=== Exercise inputs ===

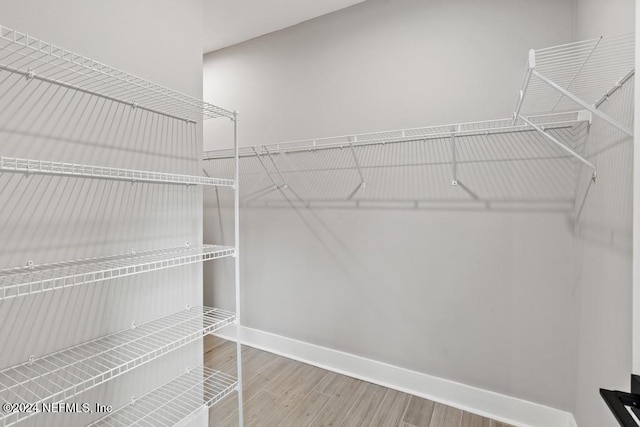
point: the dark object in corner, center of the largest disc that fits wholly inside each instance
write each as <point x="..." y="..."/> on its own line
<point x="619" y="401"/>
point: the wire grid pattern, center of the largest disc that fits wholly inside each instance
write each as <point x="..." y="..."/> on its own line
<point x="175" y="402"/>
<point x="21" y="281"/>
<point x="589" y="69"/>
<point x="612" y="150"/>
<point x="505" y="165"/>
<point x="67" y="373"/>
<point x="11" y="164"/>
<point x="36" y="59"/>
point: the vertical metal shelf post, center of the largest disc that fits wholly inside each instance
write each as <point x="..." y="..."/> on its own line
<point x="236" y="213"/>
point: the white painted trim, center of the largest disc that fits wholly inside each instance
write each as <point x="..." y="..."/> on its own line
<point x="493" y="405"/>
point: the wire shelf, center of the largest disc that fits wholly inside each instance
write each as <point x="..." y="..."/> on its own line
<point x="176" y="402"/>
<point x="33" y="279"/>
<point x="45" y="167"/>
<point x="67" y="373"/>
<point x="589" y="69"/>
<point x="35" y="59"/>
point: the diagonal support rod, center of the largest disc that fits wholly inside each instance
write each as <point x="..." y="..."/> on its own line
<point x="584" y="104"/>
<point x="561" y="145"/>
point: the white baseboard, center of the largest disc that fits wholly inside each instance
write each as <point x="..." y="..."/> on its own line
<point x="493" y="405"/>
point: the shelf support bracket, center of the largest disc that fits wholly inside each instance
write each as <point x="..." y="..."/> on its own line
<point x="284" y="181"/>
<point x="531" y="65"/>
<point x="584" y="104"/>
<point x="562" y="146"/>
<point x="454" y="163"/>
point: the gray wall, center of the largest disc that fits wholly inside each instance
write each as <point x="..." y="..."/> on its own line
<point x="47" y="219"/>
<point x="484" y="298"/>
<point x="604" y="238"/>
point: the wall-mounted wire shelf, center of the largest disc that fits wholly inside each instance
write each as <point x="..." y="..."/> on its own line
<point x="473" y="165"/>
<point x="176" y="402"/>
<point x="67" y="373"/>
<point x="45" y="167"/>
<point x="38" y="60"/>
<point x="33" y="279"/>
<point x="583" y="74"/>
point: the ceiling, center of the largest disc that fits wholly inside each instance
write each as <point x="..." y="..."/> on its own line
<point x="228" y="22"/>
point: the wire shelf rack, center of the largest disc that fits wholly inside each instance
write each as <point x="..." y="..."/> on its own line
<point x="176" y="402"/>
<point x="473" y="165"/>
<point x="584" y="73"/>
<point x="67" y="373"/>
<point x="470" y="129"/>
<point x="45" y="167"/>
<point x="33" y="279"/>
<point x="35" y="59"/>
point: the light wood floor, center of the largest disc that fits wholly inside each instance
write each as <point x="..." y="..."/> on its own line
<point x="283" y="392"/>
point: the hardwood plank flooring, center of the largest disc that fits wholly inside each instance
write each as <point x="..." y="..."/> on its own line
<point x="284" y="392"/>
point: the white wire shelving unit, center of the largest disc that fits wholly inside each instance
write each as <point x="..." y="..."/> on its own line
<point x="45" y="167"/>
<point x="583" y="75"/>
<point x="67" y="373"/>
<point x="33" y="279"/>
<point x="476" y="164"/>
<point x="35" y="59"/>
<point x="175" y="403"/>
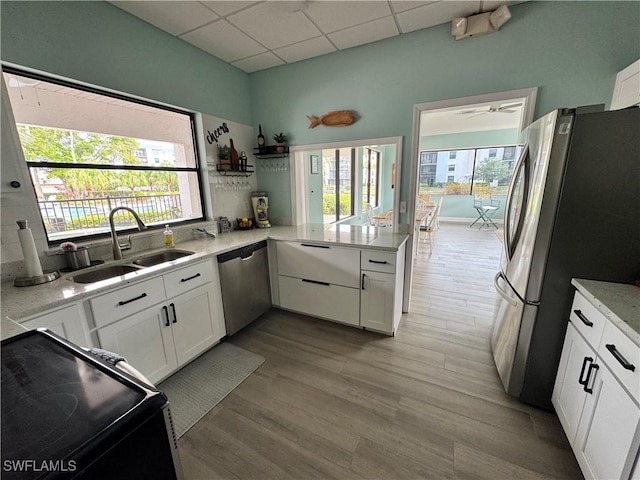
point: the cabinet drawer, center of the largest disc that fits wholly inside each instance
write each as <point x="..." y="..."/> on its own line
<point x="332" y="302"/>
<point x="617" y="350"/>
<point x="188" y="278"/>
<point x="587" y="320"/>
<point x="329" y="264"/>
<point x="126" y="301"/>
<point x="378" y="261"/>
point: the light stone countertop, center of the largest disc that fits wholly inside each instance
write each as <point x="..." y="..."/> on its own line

===
=== Exercise inputs ===

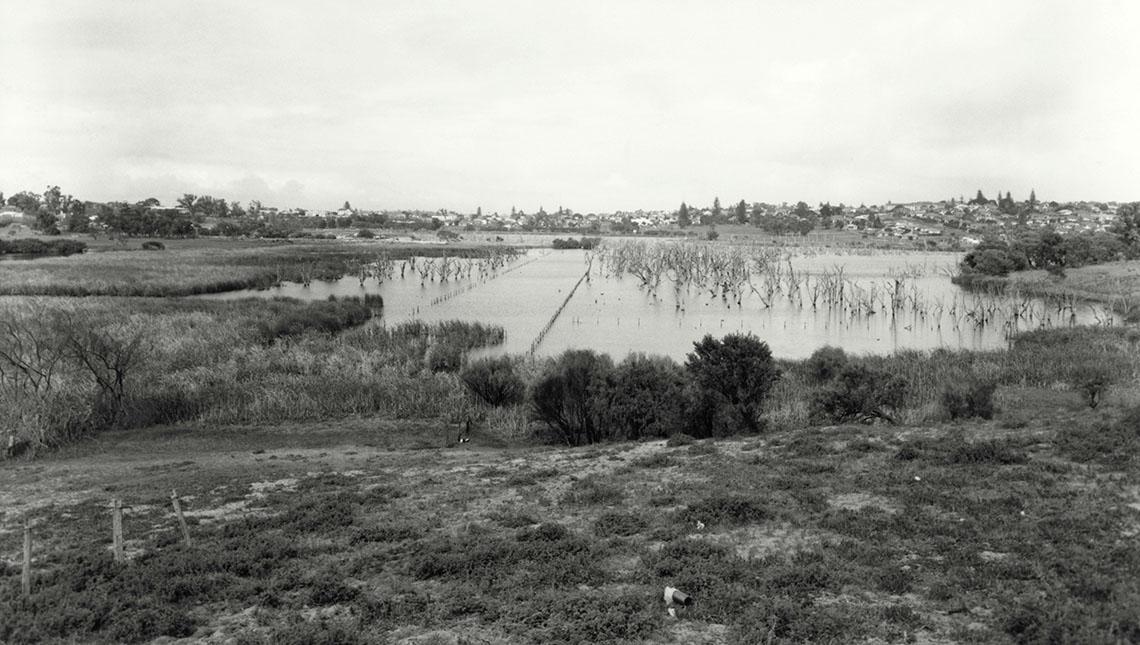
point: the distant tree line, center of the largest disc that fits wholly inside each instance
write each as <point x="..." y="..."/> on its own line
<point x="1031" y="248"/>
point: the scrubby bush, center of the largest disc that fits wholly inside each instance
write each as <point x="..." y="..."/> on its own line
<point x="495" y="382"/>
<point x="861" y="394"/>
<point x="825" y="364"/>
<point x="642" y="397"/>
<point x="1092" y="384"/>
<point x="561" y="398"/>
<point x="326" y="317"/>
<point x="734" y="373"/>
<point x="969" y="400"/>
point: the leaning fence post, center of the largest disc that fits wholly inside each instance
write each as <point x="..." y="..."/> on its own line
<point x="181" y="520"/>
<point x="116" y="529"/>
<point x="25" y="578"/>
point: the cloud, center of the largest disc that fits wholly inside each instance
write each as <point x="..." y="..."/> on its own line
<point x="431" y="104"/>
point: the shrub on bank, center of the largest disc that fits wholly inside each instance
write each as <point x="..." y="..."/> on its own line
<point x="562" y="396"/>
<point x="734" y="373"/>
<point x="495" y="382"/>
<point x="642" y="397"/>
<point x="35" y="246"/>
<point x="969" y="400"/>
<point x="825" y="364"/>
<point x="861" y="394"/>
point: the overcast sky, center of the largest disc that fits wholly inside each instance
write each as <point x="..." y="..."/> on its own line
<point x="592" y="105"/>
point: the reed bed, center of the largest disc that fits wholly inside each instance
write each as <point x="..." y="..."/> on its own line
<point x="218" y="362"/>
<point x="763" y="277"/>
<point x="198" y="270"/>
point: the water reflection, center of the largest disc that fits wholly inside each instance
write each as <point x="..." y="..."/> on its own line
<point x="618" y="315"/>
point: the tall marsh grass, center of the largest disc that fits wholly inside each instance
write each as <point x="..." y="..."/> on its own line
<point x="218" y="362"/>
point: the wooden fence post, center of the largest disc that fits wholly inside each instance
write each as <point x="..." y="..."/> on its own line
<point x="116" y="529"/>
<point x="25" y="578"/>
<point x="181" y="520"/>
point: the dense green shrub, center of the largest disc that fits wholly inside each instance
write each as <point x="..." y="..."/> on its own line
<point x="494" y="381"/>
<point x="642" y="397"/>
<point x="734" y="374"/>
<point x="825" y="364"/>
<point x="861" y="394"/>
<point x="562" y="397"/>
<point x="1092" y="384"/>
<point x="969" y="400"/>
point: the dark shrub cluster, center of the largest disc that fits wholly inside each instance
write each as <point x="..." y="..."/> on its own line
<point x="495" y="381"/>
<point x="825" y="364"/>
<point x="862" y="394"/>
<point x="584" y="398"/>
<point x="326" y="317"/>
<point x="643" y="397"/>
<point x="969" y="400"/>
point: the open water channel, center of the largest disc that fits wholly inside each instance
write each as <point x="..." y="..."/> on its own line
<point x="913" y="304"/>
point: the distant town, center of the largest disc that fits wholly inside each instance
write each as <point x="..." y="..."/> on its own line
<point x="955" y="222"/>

===

Pick out each row above that contains the word "white" and copy those rows in full. Match case exactly.

point: the white painted trim, center of the largest disc that fits wholly inside each instance
point: the white baseboard, center of the largest disc that fits wholly inside each instance
point: the white wire shelving unit, center of the largest disc that fits wholly inside each instance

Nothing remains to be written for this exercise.